Looking at the records below, say how many lines contain "woman". Nothing else belongs in the answer.

═══ Data provided

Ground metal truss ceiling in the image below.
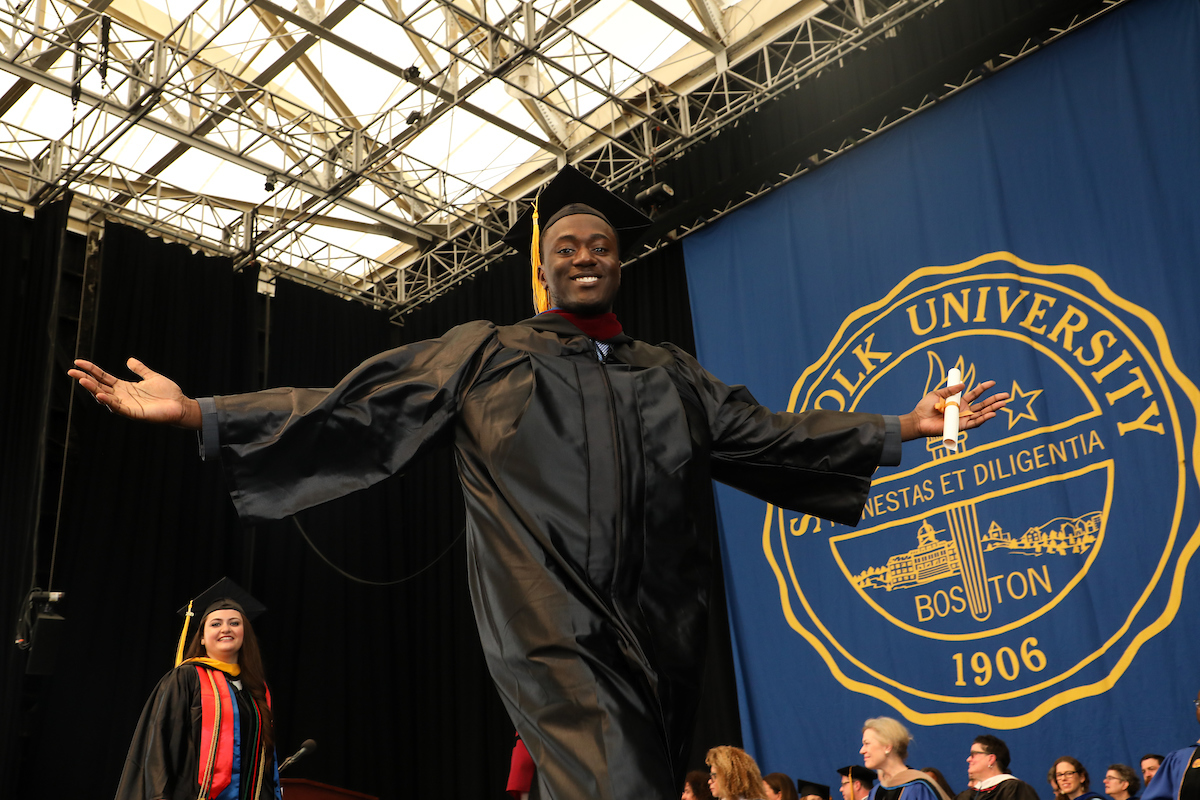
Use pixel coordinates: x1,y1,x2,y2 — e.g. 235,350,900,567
0,0,1125,320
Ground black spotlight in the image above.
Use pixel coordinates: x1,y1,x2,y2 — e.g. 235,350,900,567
16,590,67,675
264,173,276,191
635,181,674,208
406,110,422,125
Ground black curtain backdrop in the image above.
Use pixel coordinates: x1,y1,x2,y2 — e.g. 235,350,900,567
0,197,75,785
12,223,261,798
251,277,515,797
3,223,741,798
0,207,41,786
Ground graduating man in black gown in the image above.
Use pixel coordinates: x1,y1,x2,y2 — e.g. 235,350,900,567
70,166,1008,800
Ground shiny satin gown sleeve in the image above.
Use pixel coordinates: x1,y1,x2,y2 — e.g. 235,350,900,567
212,321,496,523
661,344,887,526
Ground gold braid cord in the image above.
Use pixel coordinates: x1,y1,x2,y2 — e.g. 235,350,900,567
175,600,194,668
531,199,550,314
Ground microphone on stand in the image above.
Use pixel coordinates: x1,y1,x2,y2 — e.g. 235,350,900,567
279,739,317,773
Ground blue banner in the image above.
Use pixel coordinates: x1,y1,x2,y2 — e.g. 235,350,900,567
684,0,1200,789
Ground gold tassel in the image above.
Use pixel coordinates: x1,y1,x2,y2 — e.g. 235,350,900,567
530,198,550,314
175,600,193,667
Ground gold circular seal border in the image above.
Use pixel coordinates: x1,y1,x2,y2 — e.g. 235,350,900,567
761,251,1200,727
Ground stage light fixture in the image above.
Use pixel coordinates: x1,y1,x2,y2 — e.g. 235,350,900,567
16,590,67,675
635,182,675,208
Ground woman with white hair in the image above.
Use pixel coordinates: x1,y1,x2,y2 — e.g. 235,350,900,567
859,717,950,800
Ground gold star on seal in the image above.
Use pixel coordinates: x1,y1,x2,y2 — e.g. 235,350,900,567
1002,379,1043,430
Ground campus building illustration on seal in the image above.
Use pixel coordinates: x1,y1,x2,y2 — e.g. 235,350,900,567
764,252,1200,726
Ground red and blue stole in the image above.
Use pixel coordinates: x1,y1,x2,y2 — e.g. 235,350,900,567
186,658,274,800
194,661,239,798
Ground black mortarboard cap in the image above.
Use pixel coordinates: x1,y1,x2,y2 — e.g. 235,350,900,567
502,164,652,262
177,576,266,621
838,766,876,788
798,780,832,798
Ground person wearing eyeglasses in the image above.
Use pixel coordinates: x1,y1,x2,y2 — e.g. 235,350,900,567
840,765,876,800
707,746,768,800
1102,764,1139,800
956,735,1038,800
1051,757,1102,800
1141,690,1200,800
1048,766,1062,797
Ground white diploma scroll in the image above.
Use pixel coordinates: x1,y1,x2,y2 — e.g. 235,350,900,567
943,367,963,452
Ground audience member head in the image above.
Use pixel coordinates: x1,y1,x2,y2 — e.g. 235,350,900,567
685,770,716,800
861,717,912,769
707,746,767,800
968,734,1011,781
1139,755,1163,788
1053,756,1090,799
922,767,956,799
1102,764,1139,800
798,782,828,800
840,765,876,800
764,773,800,800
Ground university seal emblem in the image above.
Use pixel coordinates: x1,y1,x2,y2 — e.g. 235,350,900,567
766,252,1200,725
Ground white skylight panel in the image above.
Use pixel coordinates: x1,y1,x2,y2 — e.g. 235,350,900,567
392,1,458,52
301,42,406,120
156,147,258,197
427,103,538,179
97,124,181,172
306,220,391,258
202,9,276,63
607,10,699,76
334,3,428,71
10,88,75,141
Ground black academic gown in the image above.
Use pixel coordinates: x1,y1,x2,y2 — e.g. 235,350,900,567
963,778,1042,800
212,313,887,800
115,662,279,800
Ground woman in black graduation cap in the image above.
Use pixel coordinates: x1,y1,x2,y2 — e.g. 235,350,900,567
115,578,281,800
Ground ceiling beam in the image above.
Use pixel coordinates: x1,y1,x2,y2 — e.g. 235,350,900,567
0,54,434,244
628,0,723,52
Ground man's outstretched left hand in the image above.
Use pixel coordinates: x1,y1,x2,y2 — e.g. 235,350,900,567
899,380,1010,442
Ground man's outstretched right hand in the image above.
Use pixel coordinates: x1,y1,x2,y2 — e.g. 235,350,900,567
69,357,202,430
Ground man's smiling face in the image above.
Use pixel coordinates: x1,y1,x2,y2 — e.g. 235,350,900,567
538,213,621,314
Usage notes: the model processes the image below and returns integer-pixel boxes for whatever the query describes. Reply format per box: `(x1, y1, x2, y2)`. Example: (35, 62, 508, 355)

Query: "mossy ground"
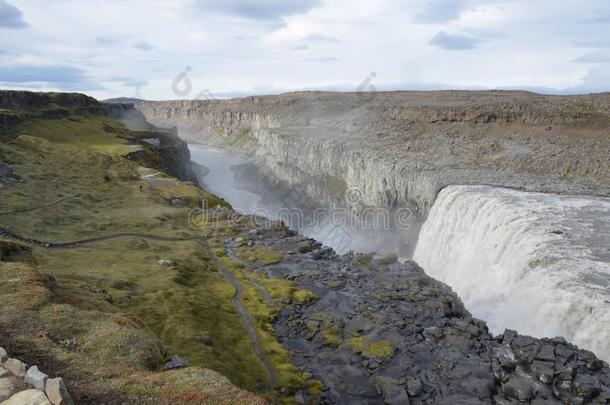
(344, 337, 395, 359)
(0, 111, 322, 403)
(234, 246, 285, 266)
(0, 108, 325, 403)
(219, 252, 322, 401)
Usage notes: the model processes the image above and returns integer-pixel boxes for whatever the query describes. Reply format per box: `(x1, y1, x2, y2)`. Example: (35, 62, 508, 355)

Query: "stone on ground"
(45, 378, 73, 405)
(0, 377, 21, 401)
(24, 366, 48, 391)
(161, 355, 188, 371)
(2, 359, 27, 377)
(0, 389, 51, 405)
(375, 376, 410, 405)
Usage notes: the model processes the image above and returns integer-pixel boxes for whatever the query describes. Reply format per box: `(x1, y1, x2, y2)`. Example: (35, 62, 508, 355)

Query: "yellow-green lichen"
(345, 337, 395, 359)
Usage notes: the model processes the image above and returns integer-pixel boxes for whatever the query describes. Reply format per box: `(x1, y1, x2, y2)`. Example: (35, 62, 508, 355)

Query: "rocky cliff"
(132, 91, 610, 216)
(0, 91, 195, 182)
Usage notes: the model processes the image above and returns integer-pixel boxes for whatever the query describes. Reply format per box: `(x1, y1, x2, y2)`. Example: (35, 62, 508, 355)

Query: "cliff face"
(0, 91, 194, 182)
(132, 91, 610, 215)
(0, 90, 133, 119)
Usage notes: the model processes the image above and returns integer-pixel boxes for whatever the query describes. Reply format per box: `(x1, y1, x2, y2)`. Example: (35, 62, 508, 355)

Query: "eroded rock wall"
(132, 91, 610, 215)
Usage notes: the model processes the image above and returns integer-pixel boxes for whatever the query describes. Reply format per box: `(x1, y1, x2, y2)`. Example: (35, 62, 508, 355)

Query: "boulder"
(24, 366, 48, 391)
(531, 361, 554, 384)
(0, 348, 6, 363)
(405, 377, 423, 397)
(0, 389, 51, 405)
(0, 368, 7, 378)
(3, 358, 27, 377)
(161, 355, 188, 371)
(157, 259, 175, 267)
(0, 376, 20, 401)
(45, 378, 73, 405)
(502, 377, 534, 402)
(169, 197, 188, 207)
(535, 344, 555, 362)
(572, 373, 601, 400)
(375, 376, 410, 405)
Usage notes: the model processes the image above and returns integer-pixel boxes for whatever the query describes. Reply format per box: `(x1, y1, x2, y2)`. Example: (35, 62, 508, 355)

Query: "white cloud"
(430, 31, 480, 50)
(0, 0, 28, 28)
(0, 0, 608, 99)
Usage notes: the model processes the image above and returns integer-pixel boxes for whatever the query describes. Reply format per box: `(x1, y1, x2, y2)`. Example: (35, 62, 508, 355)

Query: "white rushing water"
(414, 185, 610, 361)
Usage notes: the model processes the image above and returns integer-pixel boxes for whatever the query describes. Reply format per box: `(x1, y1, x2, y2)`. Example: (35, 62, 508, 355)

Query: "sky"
(1, 0, 610, 100)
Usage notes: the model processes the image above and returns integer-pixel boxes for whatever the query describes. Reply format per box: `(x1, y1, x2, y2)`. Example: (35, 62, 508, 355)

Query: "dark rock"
(501, 377, 534, 402)
(376, 376, 410, 405)
(161, 355, 188, 371)
(573, 373, 601, 400)
(262, 227, 610, 404)
(170, 197, 188, 207)
(460, 376, 495, 399)
(535, 344, 555, 362)
(514, 342, 540, 365)
(531, 360, 554, 384)
(552, 372, 574, 398)
(586, 359, 605, 372)
(405, 377, 422, 397)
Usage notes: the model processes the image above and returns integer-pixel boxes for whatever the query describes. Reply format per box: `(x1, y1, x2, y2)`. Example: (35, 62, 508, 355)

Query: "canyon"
(131, 91, 610, 355)
(132, 91, 610, 215)
(128, 91, 610, 402)
(0, 90, 609, 404)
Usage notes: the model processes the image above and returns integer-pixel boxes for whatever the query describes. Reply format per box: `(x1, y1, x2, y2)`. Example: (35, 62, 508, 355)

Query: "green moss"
(37, 239, 270, 393)
(345, 336, 366, 353)
(292, 289, 317, 303)
(314, 313, 344, 347)
(363, 340, 395, 358)
(344, 337, 395, 359)
(11, 115, 131, 150)
(218, 253, 321, 401)
(256, 274, 317, 303)
(357, 254, 373, 267)
(235, 246, 285, 266)
(0, 138, 198, 242)
(322, 327, 343, 347)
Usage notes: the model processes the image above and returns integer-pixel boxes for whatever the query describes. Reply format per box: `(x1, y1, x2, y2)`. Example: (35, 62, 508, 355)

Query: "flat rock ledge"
(0, 346, 73, 405)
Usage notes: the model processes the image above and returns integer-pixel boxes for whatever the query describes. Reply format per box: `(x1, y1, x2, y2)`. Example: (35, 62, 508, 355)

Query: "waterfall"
(414, 185, 610, 361)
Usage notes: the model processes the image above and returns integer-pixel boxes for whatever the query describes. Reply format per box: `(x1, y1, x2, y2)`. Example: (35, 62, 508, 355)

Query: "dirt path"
(0, 226, 194, 249)
(0, 223, 280, 402)
(197, 237, 279, 404)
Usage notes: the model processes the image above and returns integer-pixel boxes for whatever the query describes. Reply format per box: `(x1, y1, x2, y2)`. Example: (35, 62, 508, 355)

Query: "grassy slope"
(0, 105, 318, 403)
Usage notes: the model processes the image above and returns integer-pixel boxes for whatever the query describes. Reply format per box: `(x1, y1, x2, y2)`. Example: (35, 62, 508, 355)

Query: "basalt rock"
(260, 232, 610, 404)
(132, 91, 610, 219)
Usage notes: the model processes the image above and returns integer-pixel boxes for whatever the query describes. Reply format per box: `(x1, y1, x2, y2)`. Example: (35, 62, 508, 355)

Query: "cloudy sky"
(1, 0, 609, 99)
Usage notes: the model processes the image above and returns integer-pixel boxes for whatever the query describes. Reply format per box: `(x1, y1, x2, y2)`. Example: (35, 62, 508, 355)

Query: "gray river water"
(190, 144, 412, 256)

══════

◆ Written response: 2